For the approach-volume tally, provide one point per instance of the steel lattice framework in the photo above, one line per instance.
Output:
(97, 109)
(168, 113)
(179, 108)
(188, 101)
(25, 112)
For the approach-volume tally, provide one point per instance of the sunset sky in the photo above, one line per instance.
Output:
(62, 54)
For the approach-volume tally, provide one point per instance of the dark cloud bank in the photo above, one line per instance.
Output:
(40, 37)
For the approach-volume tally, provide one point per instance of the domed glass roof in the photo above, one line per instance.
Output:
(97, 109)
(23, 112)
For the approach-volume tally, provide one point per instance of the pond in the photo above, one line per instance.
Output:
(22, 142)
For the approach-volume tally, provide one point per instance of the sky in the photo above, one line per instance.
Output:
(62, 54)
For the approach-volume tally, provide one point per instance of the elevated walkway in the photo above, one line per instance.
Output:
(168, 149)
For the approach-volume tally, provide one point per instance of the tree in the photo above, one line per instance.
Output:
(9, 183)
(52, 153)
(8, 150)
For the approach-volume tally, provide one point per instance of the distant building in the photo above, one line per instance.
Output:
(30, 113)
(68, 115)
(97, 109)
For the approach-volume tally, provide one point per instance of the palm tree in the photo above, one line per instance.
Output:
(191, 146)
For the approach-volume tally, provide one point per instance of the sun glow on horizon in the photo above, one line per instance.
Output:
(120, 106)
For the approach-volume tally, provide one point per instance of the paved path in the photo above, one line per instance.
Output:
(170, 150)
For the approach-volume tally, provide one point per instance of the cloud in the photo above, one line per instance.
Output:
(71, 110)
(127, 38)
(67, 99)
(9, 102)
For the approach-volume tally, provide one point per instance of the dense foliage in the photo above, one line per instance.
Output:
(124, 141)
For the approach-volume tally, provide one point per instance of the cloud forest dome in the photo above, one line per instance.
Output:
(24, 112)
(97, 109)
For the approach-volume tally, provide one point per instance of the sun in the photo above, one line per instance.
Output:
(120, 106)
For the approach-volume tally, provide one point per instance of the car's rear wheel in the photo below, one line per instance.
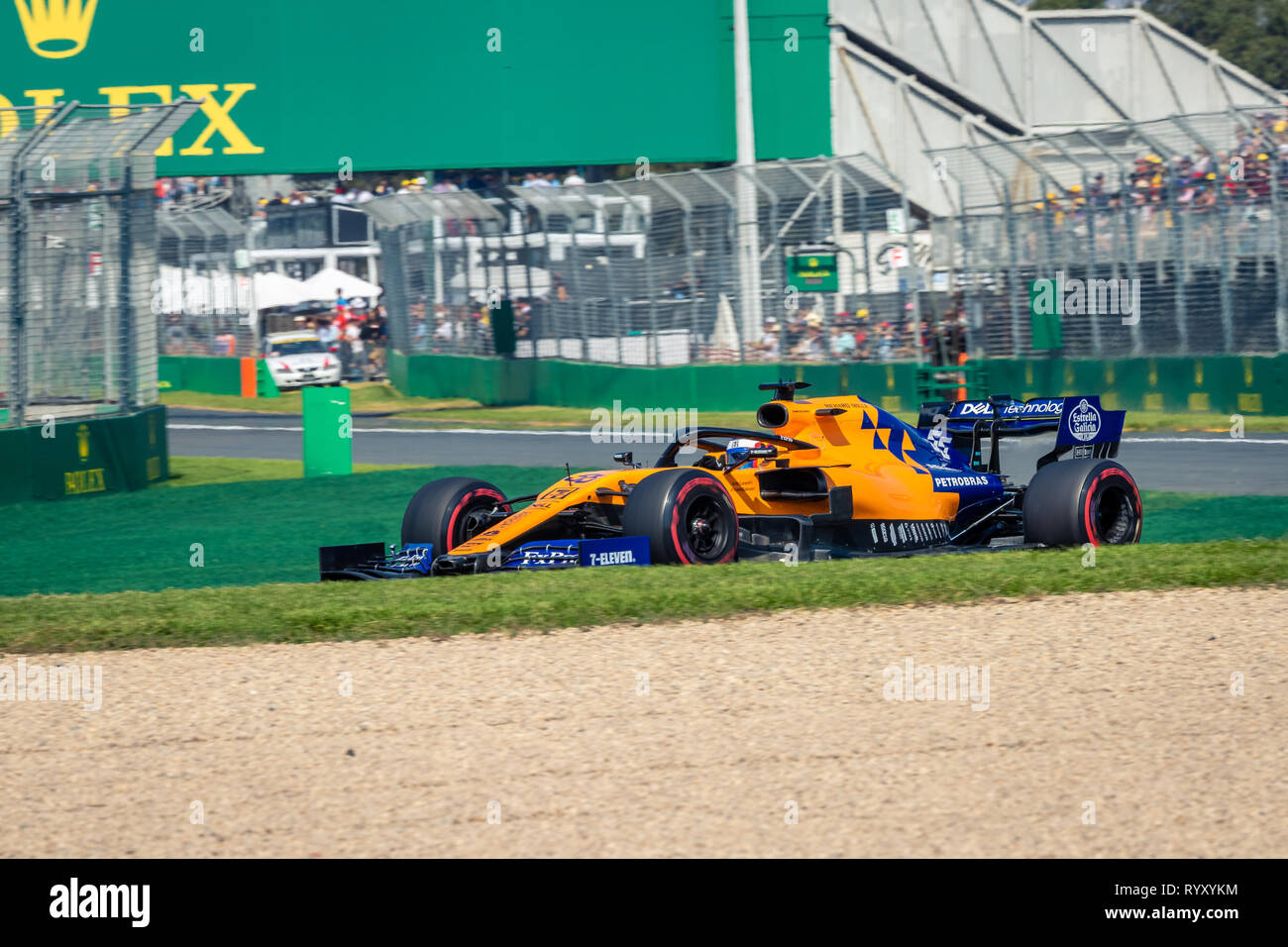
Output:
(687, 515)
(449, 512)
(1076, 501)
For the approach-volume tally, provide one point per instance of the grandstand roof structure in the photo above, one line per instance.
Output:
(913, 80)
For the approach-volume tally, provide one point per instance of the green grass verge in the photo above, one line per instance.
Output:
(252, 525)
(368, 395)
(249, 532)
(581, 598)
(463, 412)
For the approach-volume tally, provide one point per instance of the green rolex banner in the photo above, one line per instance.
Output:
(84, 457)
(1044, 311)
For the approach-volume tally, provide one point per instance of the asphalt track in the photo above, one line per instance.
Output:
(1190, 463)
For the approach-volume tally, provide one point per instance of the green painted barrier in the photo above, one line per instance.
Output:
(265, 384)
(84, 457)
(213, 375)
(327, 432)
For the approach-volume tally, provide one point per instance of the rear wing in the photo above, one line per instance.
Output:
(1080, 424)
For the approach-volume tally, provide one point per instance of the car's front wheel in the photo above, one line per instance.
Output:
(687, 515)
(449, 512)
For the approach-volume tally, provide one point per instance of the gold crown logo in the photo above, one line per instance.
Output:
(55, 29)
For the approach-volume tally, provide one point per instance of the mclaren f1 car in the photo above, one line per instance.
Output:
(823, 478)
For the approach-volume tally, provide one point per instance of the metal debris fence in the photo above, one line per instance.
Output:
(647, 270)
(77, 258)
(202, 294)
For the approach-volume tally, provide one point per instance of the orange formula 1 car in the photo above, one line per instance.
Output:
(825, 478)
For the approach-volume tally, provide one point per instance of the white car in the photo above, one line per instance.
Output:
(296, 360)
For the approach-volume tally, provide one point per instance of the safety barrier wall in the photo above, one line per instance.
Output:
(1234, 384)
(84, 457)
(198, 373)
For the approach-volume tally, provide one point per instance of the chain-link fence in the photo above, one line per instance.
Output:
(202, 291)
(77, 258)
(665, 269)
(1162, 237)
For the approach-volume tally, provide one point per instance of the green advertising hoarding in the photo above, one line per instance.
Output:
(325, 85)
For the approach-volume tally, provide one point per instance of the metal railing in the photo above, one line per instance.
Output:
(661, 269)
(77, 258)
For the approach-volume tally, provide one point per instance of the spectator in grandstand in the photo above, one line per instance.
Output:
(329, 334)
(355, 351)
(767, 347)
(810, 346)
(885, 343)
(841, 344)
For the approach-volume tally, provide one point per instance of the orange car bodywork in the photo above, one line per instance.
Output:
(861, 446)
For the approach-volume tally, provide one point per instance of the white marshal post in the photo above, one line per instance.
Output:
(748, 234)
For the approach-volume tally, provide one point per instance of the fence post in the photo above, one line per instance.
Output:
(17, 257)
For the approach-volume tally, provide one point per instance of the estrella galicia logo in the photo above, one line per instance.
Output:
(1085, 421)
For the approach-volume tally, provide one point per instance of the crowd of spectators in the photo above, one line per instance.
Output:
(445, 182)
(179, 189)
(1197, 180)
(356, 333)
(805, 335)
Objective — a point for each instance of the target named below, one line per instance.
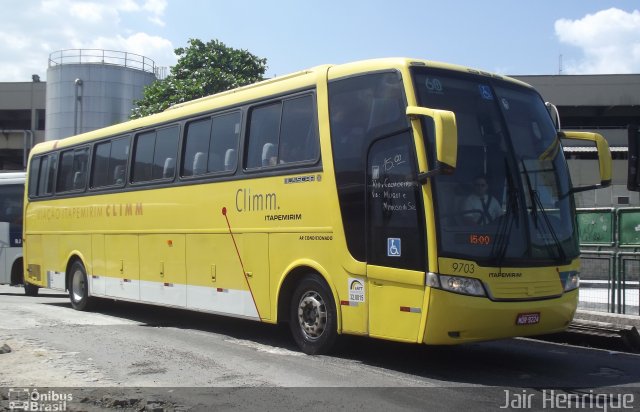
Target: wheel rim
(77, 285)
(312, 315)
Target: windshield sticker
(433, 85)
(485, 92)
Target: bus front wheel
(79, 287)
(30, 290)
(313, 316)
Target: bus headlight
(456, 284)
(570, 280)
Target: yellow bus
(338, 199)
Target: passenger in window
(269, 155)
(480, 208)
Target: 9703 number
(460, 267)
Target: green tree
(202, 69)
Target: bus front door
(396, 247)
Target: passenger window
(298, 136)
(211, 145)
(34, 172)
(143, 157)
(47, 175)
(166, 149)
(264, 128)
(283, 133)
(100, 165)
(225, 134)
(73, 170)
(196, 141)
(109, 163)
(155, 154)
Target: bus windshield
(508, 202)
(11, 198)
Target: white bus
(11, 201)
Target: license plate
(528, 318)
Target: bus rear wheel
(313, 316)
(79, 287)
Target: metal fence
(610, 255)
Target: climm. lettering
(126, 209)
(248, 202)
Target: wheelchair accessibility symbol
(394, 247)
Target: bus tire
(30, 290)
(313, 316)
(79, 287)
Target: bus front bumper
(454, 318)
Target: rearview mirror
(446, 139)
(604, 156)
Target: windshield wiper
(511, 215)
(535, 203)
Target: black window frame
(211, 117)
(71, 188)
(109, 173)
(134, 151)
(281, 100)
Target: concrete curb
(613, 318)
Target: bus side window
(298, 137)
(34, 173)
(225, 135)
(264, 129)
(196, 144)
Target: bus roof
(7, 178)
(273, 86)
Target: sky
(514, 37)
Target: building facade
(22, 120)
(604, 104)
(95, 88)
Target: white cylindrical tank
(88, 89)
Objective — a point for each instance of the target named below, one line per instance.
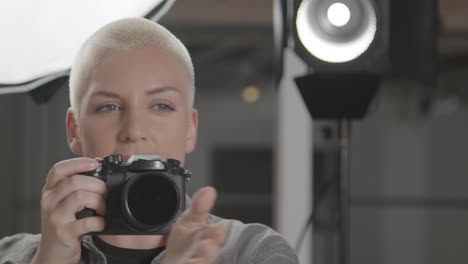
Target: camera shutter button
(173, 162)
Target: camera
(145, 194)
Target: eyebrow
(157, 90)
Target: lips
(125, 157)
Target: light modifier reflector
(330, 43)
(338, 14)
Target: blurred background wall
(409, 202)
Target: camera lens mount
(149, 201)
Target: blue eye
(108, 108)
(163, 107)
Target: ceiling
(453, 12)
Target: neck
(135, 242)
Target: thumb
(202, 203)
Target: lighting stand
(344, 140)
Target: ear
(191, 139)
(73, 138)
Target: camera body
(145, 194)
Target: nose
(132, 127)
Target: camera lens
(150, 200)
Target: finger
(86, 225)
(78, 201)
(64, 188)
(67, 168)
(203, 201)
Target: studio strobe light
(336, 31)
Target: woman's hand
(192, 240)
(65, 194)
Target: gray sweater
(245, 243)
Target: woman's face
(136, 102)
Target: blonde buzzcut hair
(125, 35)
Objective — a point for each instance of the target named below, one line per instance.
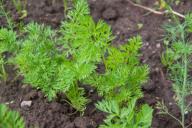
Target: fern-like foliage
(38, 60)
(7, 40)
(177, 58)
(129, 116)
(84, 43)
(124, 74)
(10, 119)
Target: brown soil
(124, 19)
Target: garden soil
(126, 21)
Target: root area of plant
(126, 21)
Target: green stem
(183, 91)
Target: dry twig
(156, 12)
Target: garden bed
(126, 21)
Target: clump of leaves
(128, 116)
(38, 60)
(85, 43)
(124, 75)
(54, 69)
(10, 119)
(177, 58)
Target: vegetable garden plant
(63, 61)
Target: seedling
(10, 119)
(177, 59)
(54, 70)
(20, 7)
(128, 116)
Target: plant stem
(183, 91)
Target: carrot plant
(7, 45)
(177, 58)
(61, 62)
(20, 7)
(4, 13)
(58, 64)
(10, 119)
(120, 86)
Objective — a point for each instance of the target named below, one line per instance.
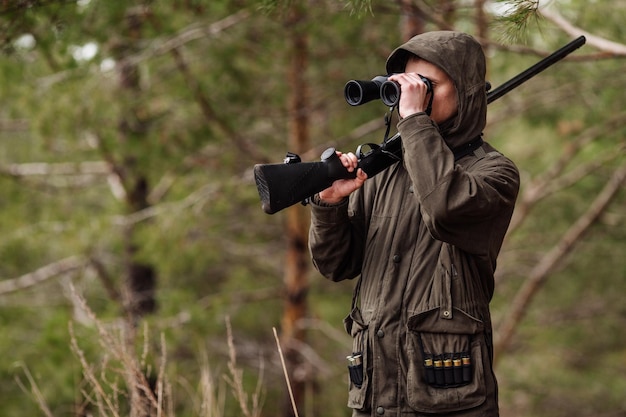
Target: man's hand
(343, 188)
(414, 97)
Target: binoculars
(359, 92)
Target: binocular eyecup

######

** Work task **
In the data above, how many lines contain the word "orange"? Write the number only.

** The completed task **
2